Dataset content>
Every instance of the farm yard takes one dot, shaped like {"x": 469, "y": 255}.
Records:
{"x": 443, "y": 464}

...

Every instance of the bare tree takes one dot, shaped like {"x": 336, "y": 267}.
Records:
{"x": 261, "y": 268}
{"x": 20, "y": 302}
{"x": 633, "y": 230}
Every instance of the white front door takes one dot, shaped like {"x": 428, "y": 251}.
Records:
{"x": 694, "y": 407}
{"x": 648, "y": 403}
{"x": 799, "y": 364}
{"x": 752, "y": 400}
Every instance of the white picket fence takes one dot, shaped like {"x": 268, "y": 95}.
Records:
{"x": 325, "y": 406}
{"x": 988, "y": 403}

Task to complete> Starting at the line that has "Every instance of the bare" in the records above, restate word for word every line until the one that has "Every instance of the white picket", and include that one as well.

Exercise output>
Every instance of the bare tree takes one dot, shaped like {"x": 336, "y": 267}.
Records:
{"x": 261, "y": 268}
{"x": 20, "y": 302}
{"x": 633, "y": 230}
Every instance of the white front door takes one dot, shaped like {"x": 428, "y": 251}.
Records:
{"x": 694, "y": 407}
{"x": 648, "y": 403}
{"x": 799, "y": 364}
{"x": 752, "y": 400}
Every instance of the white picket fence takes one dot, shaped like {"x": 268, "y": 95}.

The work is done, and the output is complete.